>> start

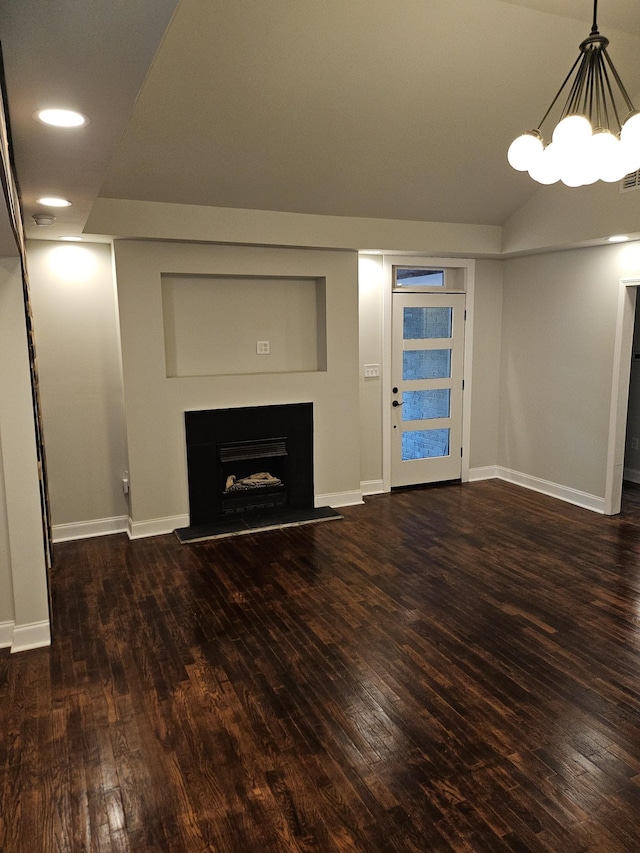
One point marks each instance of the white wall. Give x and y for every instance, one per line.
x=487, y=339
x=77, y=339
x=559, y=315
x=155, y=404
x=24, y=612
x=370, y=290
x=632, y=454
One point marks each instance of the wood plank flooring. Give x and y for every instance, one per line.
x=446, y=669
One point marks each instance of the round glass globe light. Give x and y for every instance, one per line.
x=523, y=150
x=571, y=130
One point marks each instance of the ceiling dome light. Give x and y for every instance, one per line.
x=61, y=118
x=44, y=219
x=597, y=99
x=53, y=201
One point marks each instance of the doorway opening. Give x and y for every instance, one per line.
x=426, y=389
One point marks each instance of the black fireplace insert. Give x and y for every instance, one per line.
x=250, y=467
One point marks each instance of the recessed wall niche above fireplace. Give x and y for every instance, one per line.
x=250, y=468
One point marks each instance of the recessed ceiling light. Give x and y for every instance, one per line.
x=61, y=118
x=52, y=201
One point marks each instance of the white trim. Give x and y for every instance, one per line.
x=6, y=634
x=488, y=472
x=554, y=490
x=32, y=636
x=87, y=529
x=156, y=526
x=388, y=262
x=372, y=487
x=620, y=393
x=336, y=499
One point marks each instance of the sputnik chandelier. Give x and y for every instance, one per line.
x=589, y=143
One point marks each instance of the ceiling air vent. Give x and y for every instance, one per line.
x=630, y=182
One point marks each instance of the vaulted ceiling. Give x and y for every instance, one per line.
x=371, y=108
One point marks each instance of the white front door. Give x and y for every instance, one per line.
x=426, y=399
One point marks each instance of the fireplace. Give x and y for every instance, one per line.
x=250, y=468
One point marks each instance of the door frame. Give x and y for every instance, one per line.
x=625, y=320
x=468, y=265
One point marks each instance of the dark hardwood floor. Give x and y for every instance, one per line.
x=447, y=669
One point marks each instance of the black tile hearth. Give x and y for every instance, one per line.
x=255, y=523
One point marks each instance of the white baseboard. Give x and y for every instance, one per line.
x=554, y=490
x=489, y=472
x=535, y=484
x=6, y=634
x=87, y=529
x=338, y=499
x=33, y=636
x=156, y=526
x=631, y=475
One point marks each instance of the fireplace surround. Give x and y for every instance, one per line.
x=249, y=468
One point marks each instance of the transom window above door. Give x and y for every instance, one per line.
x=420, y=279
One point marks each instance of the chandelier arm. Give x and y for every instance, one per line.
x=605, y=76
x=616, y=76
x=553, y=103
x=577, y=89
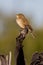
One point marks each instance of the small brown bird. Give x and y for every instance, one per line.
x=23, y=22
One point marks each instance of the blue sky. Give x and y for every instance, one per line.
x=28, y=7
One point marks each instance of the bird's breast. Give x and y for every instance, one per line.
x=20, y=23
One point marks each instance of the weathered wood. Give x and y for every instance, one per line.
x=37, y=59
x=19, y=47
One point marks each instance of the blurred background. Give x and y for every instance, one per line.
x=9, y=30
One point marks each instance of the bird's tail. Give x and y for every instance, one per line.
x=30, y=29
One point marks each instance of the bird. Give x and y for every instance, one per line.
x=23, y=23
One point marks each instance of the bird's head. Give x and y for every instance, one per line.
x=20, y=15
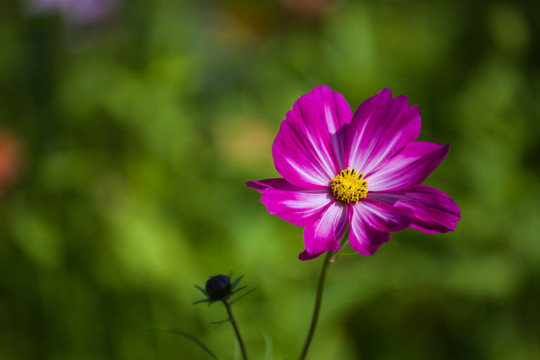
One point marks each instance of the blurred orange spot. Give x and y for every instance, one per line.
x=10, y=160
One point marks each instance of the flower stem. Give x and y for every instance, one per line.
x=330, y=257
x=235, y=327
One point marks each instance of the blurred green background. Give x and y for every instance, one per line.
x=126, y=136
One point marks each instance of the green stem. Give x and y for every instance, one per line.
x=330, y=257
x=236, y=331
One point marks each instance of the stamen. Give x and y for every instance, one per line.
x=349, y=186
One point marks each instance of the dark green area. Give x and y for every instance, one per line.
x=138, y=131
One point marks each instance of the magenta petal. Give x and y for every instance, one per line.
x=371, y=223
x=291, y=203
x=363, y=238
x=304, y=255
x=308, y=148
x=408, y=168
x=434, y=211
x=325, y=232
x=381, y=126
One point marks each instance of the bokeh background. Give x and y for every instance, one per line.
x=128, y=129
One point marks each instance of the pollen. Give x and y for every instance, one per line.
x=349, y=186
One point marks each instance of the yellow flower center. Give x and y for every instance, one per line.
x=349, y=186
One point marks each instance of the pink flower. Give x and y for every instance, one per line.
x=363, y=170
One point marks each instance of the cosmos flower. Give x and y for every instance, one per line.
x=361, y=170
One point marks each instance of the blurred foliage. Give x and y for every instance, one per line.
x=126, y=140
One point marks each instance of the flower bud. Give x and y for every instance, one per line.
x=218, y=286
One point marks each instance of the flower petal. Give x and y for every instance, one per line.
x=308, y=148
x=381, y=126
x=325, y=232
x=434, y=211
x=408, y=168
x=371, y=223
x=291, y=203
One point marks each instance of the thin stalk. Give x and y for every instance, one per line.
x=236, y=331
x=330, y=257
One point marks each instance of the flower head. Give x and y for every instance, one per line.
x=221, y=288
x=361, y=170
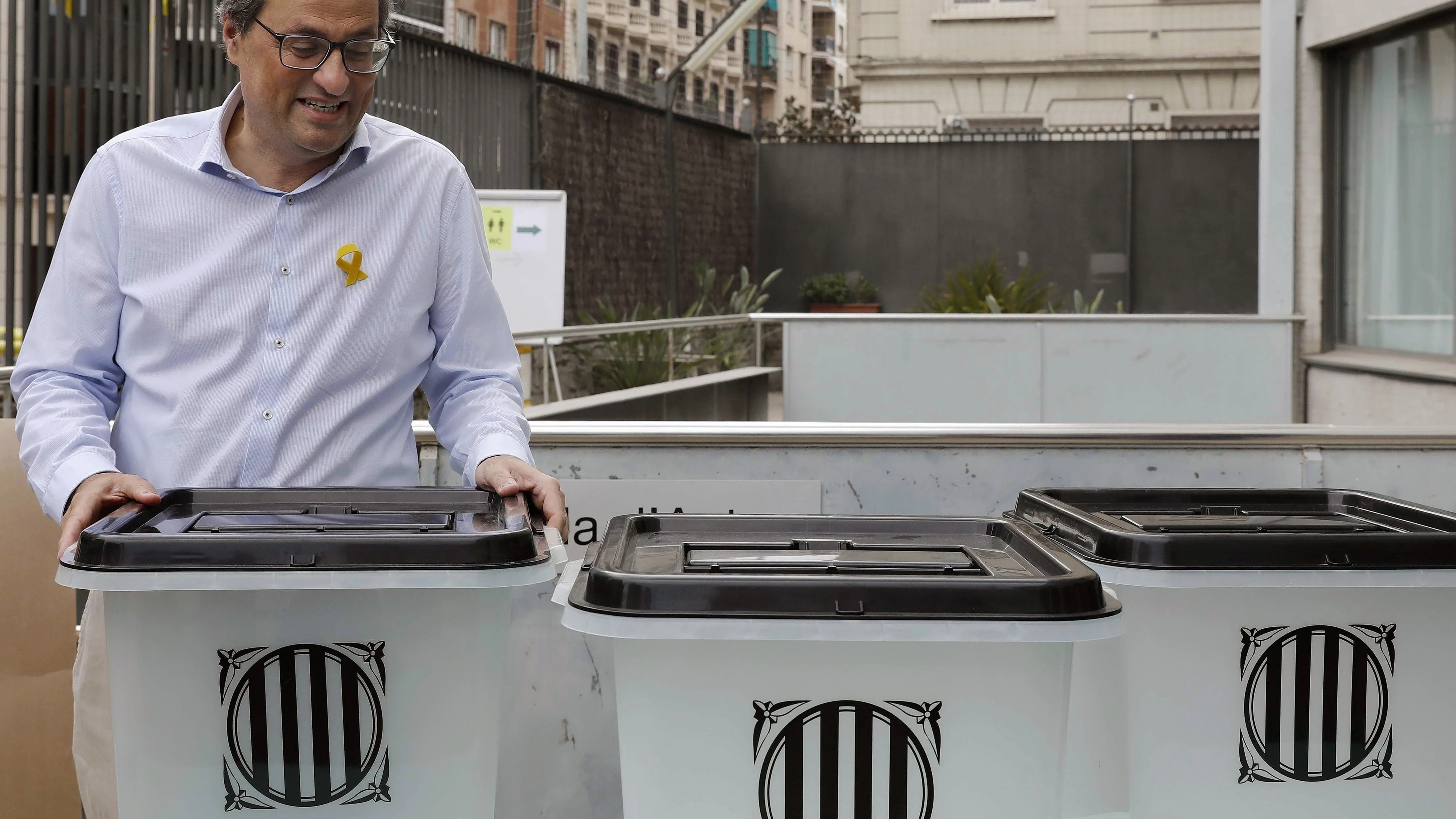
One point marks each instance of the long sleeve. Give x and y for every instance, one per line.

>> end

Copy out the lines of the records above, starting with the line that contains "One point marks each instance of the recessed wall" and continuing through the line that contains "x=255, y=523". Write them as they appear and include both of those lines.

Result:
One point marks each instance of the recessed wall niche above fireplace. Give x and y for every instance, one per line.
x=250, y=468
One point marks each instance of the recessed ceiling light. Give x and y for every instance, one per line.
x=61, y=118
x=52, y=201
One point marks each instance of the white trim. Give x and y for every instance, one per line.
x=6, y=634
x=488, y=472
x=554, y=490
x=32, y=636
x=87, y=529
x=156, y=526
x=388, y=262
x=372, y=487
x=620, y=393
x=336, y=499
One point marks each instance of the sputnik chandelier. Give x and y for every instance, one per line.
x=589, y=143
One point marks each instance of the ceiling air vent. Give x and y for every instance, one per line.
x=630, y=182
One point marks each instance of the vaulted ceiling. Give x and y for every instance, one per line.
x=371, y=108
One point marks each instance of the white front door. Give x and y for every instance, one per line.
x=426, y=399
One point marks each instance of the fireplace. Give x and y for every instance, one per line.
x=250, y=468
One point marks each instance of the door frame. Give x and y for every instance, one per line.
x=625, y=320
x=468, y=265
One point marks each instance of the dark hardwood floor. Give x and y for every instance, one per line.
x=447, y=669
One point marks each instance of the black tile hearth. Give x and y for every instance, one per line.
x=255, y=523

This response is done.